Brief:
Lay out each line of the rows below as a Markdown table with the columns No. and Line, numbering the lines in order and leaving out blank lines. Omit the pictures from the table.

Contour labeling entries:
■ ■ ■ ■ ■

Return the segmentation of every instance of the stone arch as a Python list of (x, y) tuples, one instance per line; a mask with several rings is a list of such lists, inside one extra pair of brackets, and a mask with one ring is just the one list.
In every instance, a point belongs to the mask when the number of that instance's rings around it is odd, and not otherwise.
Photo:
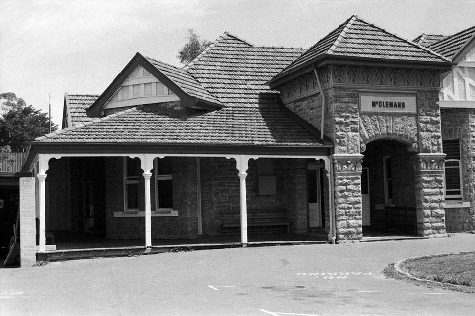
[(407, 145), (409, 151), (418, 151), (415, 116), (363, 114), (360, 116), (359, 125), (360, 152), (368, 143), (381, 139), (398, 141)]

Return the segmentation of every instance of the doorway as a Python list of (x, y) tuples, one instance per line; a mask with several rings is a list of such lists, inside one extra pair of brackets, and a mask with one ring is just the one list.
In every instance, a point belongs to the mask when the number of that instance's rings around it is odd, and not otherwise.
[(325, 225), (325, 216), (321, 203), (322, 166), (308, 164), (307, 169), (309, 227), (322, 227)]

■ ■ ■ ■ ■

Completed task:
| No. | Line |
|---|---|
| 1 | Return the segmentation of every instance of the stone arch as a Python list of (x, y) tuples, one instance per line; a mask with several rings is a list of such lists, inside one extra pair of brackets, and a mask with one ring is just the one list. |
| 2 | In every instance, a point belongs to the mask when the number of that instance's rings around it is odd, and not otherwise. |
| 3 | Photo: |
| 4 | [(407, 145), (409, 151), (418, 151), (415, 116), (363, 114), (360, 116), (359, 125), (360, 152), (368, 143), (381, 139), (398, 141)] |
| 5 | Return the segmentation of every instance of the doorway as a Python list of (x, y) tuples, one instance per line; a mask with several rings is a list of such lists, inside one extra pair of brackets, and a mask with one ring is just the one list. |
| 6 | In every instance, a point belongs to the mask when the number of that instance's rings around it is odd, and not otherwise. |
| 7 | [(325, 225), (325, 216), (321, 203), (322, 166), (308, 164), (307, 169), (309, 227), (322, 227)] |